:: Extract provided ::
+++

US20070263181A1

US20070263181A1 - Method for Operating a Mobile Device for Projecting Image Data, and Mobile Projector Device

Info

Publication number: US20070263181A1
Application number: US10/598,475
Authority: US
Inventors: Ralf Hying; Marco Werner
Original assignee: BenQ Mobile GmbH and Co OHG
Current assignee: BenQ Corp; Hewlett Packard Development Co LP
Priority date: 2004-03-04
Filing date: 2005-01-21
Publication date: 2007-11-15
Also published as: WO2005086494A3; CN1930873A; EP1721456A2; EP1721456B1; WO2005086494A2; DE102004010710B4; DE102004010710A1

Abstract

A method is disclosed for operating a mobile device for projecting image data. At least one variable representing the current projection environment is determined by a first light source at least once during a current projection phase. At least one parameter of the current projection phase is adapted on the basis of the determined variable. A mobile projector device operating the disclosed method is also described herein.

Description

FIELD OF TECHNOLOGY

The present disclosure relates to a method for operating a mobile device for projecting image data and to a mobile projector device.

BACKGROUND

As is known, electrical appliances are subject to continued miniaturization. Especially in mobile appliances, such as mobile or cordless telephones, continuous efforts are being made to reduce the size to a minimum. It is furthermore known that such appliances increasingly have functions going far beyond the scope of normal telephony. Examples of such functions are radio reception, storing and playing audio data, recording image date and recording video data. Not only appliances in mobile telephony are subject to this development, however, but also appliances in data processing. Projectors, for example, which are also known as beamers, are being marketed with ever smaller dimensions. It is an obvious step, therefore, to also use these mini-projectors in future in conjunction with mobile telephones and, for example, to project image data stored in the mobile telephone onto a suitable surface, at any desired location.

+++

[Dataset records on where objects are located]
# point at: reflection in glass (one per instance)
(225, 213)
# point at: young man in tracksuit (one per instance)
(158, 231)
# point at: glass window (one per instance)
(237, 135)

+++

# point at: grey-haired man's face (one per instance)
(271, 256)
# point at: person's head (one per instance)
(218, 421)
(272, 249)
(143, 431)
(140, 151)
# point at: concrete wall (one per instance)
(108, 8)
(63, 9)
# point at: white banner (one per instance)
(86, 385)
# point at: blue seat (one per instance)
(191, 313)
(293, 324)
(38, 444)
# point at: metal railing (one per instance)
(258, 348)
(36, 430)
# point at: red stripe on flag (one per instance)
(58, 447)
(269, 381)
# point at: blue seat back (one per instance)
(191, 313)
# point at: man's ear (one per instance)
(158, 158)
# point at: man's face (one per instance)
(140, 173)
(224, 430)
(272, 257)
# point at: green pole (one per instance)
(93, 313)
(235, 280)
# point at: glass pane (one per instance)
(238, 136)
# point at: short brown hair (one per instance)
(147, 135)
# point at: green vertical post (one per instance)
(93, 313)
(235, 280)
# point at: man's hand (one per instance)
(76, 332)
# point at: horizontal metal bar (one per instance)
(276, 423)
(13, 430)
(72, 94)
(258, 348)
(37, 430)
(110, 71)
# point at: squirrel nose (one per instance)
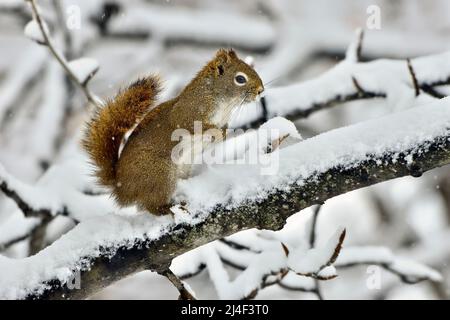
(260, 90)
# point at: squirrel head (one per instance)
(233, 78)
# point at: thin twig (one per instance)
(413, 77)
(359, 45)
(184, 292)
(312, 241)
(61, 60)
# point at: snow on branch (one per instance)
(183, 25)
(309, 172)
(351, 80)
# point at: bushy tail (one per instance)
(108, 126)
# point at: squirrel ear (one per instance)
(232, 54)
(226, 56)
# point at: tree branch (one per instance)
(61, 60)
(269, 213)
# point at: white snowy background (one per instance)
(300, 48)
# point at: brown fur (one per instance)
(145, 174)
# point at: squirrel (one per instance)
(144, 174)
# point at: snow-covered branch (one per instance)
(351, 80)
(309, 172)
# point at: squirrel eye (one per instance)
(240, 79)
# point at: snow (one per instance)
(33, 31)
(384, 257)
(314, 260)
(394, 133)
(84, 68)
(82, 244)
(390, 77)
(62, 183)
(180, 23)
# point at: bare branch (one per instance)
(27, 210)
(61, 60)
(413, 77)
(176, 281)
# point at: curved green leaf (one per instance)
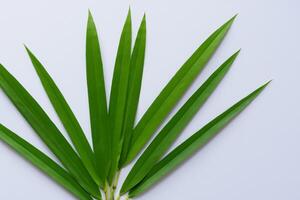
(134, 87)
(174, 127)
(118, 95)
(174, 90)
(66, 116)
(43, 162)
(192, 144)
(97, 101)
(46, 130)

+++

:: Required work ::
Retype everything from "Description" down to "mobile projector device." in the projector patent page, word for word.

:: Worked answer ::
Description

FIELD OF TECHNOLOGY

The present disclosure relates to a method for operating a mobile device for projecting image data and to a mobile projector device.